Starting at the line containing "Where can you spot the garden" and ending with the line containing "pixel 241 245", rewrite those lines with "bush" swapped for "shrub" and everything else left as it is.

--- START Entries shown ---

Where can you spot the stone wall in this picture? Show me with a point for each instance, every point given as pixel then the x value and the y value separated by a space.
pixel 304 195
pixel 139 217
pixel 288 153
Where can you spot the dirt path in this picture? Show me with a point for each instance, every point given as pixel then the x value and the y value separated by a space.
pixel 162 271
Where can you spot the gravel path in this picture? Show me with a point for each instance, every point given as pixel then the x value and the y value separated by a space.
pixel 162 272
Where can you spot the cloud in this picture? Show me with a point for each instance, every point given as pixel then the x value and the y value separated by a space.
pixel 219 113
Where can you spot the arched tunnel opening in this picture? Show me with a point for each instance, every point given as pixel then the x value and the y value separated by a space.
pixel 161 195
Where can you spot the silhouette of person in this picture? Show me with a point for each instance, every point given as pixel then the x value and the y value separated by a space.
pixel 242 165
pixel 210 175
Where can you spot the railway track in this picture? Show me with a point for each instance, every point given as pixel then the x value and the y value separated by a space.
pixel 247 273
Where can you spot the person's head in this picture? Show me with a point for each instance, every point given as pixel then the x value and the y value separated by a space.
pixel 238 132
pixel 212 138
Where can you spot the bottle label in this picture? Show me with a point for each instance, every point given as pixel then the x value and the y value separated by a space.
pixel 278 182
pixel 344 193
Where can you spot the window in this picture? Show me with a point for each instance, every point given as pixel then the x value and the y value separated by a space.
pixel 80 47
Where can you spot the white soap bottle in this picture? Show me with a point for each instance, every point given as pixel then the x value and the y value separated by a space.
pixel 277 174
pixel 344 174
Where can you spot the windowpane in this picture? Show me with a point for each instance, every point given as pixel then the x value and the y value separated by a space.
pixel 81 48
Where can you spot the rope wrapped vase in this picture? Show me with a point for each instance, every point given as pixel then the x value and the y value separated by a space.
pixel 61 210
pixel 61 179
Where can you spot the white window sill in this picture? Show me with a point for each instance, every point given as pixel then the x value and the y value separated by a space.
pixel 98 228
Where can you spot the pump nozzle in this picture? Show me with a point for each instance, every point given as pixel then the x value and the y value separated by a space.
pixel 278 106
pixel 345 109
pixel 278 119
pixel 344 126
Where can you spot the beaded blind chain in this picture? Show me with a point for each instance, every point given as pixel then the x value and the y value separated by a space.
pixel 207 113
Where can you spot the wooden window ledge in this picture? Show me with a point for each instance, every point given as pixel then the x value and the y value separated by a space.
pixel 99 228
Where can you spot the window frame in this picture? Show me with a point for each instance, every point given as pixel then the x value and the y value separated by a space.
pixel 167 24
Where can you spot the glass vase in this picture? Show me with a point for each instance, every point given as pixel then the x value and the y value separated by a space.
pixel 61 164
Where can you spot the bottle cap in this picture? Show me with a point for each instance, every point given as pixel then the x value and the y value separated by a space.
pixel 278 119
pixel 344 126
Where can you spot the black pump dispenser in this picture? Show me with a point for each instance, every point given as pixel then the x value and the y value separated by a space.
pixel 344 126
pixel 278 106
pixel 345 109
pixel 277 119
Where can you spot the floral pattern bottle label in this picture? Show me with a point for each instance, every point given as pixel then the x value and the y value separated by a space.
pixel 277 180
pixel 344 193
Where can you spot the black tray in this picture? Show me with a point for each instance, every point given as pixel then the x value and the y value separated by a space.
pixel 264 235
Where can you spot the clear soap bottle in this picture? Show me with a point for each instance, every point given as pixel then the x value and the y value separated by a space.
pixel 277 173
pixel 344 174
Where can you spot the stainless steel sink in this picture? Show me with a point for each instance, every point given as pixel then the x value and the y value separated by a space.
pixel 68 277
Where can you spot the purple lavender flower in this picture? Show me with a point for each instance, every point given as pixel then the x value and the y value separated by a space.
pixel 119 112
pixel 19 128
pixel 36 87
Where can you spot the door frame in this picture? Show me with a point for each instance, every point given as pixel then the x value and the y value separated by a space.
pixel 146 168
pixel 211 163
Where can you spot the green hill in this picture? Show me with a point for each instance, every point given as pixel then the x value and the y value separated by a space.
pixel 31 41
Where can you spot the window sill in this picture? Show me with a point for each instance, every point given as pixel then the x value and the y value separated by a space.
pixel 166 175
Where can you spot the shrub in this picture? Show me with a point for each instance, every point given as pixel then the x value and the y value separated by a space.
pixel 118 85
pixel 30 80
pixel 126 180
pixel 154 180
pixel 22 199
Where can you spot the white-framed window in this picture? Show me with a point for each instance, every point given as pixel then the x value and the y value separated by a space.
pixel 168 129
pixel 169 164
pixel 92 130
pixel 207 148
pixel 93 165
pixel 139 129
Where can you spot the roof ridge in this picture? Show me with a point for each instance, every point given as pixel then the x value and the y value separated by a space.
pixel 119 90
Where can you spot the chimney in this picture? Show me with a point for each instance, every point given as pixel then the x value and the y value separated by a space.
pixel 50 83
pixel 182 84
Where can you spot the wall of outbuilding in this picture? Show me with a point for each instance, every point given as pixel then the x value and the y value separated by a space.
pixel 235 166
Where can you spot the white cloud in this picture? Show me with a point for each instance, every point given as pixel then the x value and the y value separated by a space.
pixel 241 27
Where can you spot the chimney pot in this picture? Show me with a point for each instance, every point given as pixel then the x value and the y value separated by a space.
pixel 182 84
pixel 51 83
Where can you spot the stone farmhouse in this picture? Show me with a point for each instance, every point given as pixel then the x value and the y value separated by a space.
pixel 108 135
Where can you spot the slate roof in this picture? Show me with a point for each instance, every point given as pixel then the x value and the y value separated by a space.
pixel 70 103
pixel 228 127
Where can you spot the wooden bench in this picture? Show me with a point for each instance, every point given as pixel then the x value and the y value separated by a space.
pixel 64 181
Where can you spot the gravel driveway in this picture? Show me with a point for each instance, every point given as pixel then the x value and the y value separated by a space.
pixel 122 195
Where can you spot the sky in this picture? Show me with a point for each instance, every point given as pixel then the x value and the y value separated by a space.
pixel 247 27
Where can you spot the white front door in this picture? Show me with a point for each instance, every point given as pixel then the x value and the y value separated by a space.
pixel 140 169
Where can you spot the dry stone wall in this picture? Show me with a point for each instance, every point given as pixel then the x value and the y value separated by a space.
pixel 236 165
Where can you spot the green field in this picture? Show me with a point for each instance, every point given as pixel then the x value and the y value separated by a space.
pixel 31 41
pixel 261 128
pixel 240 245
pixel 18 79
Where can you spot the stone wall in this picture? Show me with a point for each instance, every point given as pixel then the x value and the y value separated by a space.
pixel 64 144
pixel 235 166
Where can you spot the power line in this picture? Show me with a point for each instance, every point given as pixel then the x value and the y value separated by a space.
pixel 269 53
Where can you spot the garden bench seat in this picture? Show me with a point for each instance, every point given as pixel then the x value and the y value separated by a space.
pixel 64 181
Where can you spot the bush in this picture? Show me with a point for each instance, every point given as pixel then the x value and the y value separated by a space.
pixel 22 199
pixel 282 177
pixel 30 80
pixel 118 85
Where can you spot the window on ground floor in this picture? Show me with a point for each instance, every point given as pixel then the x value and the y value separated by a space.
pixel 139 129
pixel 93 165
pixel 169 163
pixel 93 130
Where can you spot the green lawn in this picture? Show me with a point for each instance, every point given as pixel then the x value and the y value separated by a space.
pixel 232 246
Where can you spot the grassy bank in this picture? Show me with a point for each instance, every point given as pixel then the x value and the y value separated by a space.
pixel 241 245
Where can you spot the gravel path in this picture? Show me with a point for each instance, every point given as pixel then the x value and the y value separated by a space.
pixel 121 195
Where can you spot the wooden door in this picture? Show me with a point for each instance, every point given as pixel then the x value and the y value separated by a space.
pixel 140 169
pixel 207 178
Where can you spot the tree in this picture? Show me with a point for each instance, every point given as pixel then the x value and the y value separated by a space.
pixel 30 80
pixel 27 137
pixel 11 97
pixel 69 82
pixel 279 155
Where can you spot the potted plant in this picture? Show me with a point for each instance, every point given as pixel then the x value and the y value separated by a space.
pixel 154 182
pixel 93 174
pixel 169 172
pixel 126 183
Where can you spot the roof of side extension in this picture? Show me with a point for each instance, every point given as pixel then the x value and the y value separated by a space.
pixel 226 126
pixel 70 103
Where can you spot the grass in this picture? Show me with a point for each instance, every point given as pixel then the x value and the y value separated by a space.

--- END Entries shown ---

■ **Full output**:
Where can you spot the garden bench seat in this picture? Show me with a point for each instance, every point given as pixel then the x value and the y value separated by a space.
pixel 64 181
Where can you spot the shrub in this picture? Show me with a point for each instance, every point given as pixel then the x value and the y value separated by a space.
pixel 22 199
pixel 282 177
pixel 30 80
pixel 118 85
Where can you spot the window on ground floor in this picture? Show me with a point for each instance, every point given as pixel then the x value and the y value separated by a space.
pixel 139 129
pixel 93 165
pixel 169 163
pixel 93 130
Where can you spot the green lawn in this picture? Show me with a point for each instance, every point given as pixel then the x value and the y value separated by a space.
pixel 232 246
Where can you spot the grassy bank in this picture? Show me with a point for each instance, every point given as pixel then the x value and the y value separated by a space.
pixel 241 245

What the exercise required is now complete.